COMPITO ASSEGNATO A: Restituisci come lista JSON di stringhe le righe dell'elenco, dall'inizio dell'elenco fino alla riga che contiene "[[180, 0, 283, 49]]" inclusa, una stringa per riga. Tralascia le righe vuote.

SEZIONE DEL DOCUMENTO:
○ ○ ○ ○ ○

CRISIS? WHAT CRISIS?
di Fausto Rinaldi
In
un sistema ove i meccanismi di accumulazione del capitale facciano
riferimento a un unico principio generatore – quello della massima
redditività – e dove la valutazione morale del dogma del profitto
sia, in quanto tale, sistematicamente espunta dalla stima del
comportamento economico dei soggetti - , l’origine delle crisi
sistemiche non può che essere ricondotta alle intime contraddizioni
che il modo di produzione capitalistico racchiude in sé.
La
grande maggioranza degli economisti (liberisti, neoliberisti,
keynesiani, neokeynesiani, ricardiani, neoricardiani, regolazionisti,
etc.), dei politici e dei governanti, ritiene che questa crisi sia il
prodotto di una crisi finanziaria sfociata a gravare sull’economia
reale (l’agitare la coda della finanza che muove il cane
dell’economia reale di keynesiana memoria), sottovalutandone la
profonda connotazione sistemica.
In
un’economia capitalistica, le ricorrenti crisi sono il modo in cui
si manifestano gli attriti interni ai meccanismi di accumulazione.
Il
principale problema che affligge un’economia fondata sul famigerato
modo di produzione capitalistico è dato dalla contrapposizione tra
produzione e mercato; infatti, scopo delle imprese è quello di
produrre merci il cui costo di produzione sia il più basso possibile
e venderle al prezzo più alto possibile, allo scopo di massimizzare
i profitti. La riduzione dei costi di produzione passa anche
attraverso la realizzazione di “economie di scala”, cioè per la
produzione di un maggiore quantità di merci nello stesso tempo di
lavoro e a costi decrescenti (e, compatibilmente, con le condizioni
della concorrenza, riducendo anche la qualità del prodotto). Per
fare ciò, vengono introdotte tecnologie produttive sempre più
sofisticate, macchinari più moderni a sostituire la forza lavoro e
la razionalizzazione dei flussi produttivi, unitamente all’aumento
di ritmi e intensità di lavoro da parte dei lavoratori.

○ ○ ○ ○ ○

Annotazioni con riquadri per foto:

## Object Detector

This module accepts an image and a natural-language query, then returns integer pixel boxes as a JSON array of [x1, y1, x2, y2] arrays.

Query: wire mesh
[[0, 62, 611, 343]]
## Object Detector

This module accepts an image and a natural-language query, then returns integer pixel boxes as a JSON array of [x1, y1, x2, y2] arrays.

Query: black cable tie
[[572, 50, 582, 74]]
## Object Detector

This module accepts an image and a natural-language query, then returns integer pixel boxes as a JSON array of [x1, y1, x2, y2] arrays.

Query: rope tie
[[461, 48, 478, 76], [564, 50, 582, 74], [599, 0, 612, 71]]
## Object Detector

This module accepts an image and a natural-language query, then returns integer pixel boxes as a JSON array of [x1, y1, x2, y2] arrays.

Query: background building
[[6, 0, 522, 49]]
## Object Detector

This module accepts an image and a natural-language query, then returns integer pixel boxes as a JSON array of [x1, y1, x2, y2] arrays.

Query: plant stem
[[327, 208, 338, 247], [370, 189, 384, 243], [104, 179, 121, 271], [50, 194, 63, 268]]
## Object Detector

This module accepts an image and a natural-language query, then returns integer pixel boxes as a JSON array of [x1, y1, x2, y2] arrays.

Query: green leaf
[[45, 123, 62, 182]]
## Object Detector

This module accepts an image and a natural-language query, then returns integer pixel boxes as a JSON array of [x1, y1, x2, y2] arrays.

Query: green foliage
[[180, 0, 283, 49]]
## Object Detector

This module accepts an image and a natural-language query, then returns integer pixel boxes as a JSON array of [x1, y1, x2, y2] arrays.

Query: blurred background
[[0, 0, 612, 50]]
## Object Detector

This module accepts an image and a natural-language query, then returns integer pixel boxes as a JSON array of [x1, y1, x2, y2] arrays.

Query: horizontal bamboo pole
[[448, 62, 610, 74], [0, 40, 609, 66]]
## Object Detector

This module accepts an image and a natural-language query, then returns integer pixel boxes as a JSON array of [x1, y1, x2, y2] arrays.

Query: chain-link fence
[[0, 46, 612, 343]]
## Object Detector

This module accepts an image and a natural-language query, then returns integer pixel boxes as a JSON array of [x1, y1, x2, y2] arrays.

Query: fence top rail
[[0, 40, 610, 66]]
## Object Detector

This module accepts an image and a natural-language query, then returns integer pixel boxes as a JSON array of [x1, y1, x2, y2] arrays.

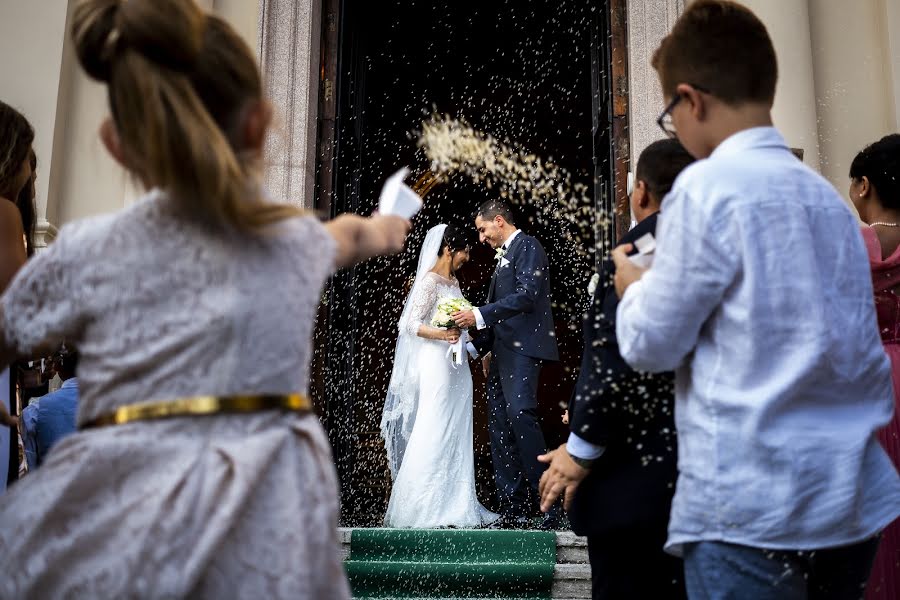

○ ○ ○ ○ ○

COMPITO ASSEGNATO B: Riscrivi senza alcuna modifica il passo del testo sulla crisi che va da "di Fausto Rinaldi" fino a "racchiude in sé." compreso.

RISPOSTA A:
[
  "## Object Detector",
  "This module accepts an image and a natural-language query, then returns integer pixel boxes as a JSON array of [x1, y1, x2, y2] arrays.",
  "Query: wire mesh",
  "[[0, 62, 611, 343]]",
  "## Object Detector",
  "This module accepts an image and a natural-language query, then returns integer pixel boxes as a JSON array of [x1, y1, x2, y2] arrays.",
  "Query: black cable tie",
  "[[572, 50, 582, 74]]",
  "## Object Detector",
  "This module accepts an image and a natural-language query, then returns integer pixel boxes as a JSON array of [x1, y1, x2, y2] arrays.",
  "Query: rope tie",
  "[[461, 48, 478, 76], [564, 50, 582, 74], [599, 0, 612, 71]]",
  "## Object Detector",
  "This module accepts an image and a natural-language query, then returns integer pixel boxes as a JSON array of [x1, y1, x2, y2] arrays.",
  "Query: background building",
  "[[6, 0, 522, 49]]",
  "## Object Detector",
  "This module accepts an image and a natural-language query, then returns integer pixel boxes as a JSON array of [x1, y1, x2, y2] arrays.",
  "Query: plant stem",
  "[[327, 208, 338, 247], [370, 189, 384, 243], [104, 179, 121, 271], [50, 194, 63, 268]]",
  "## Object Detector",
  "This module accepts an image and a natural-language query, then returns integer pixel boxes as a JSON array of [x1, y1, x2, y2] arrays.",
  "Query: green leaf",
  "[[45, 123, 62, 182]]",
  "## Object Detector",
  "This module accepts an image and a natural-language query, then returns integer pixel boxes as a JSON array of [x1, y1, x2, y2] arrays.",
  "Query: green foliage",
  "[[180, 0, 283, 49]]"
]

RISPOSTA B:
di Fausto Rinaldi
In
un sistema ove i meccanismi di accumulazione del capitale facciano
riferimento a un unico principio generatore – quello della massima
redditività – e dove la valutazione morale del dogma del profitto
sia, in quanto tale, sistematicamente espunta dalla stima del
comportamento economico dei soggetti - , l’origine delle crisi
sistemiche non può che essere ricondotta alle intime contraddizioni
che il modo di produzione capitalistico racchiude in sé.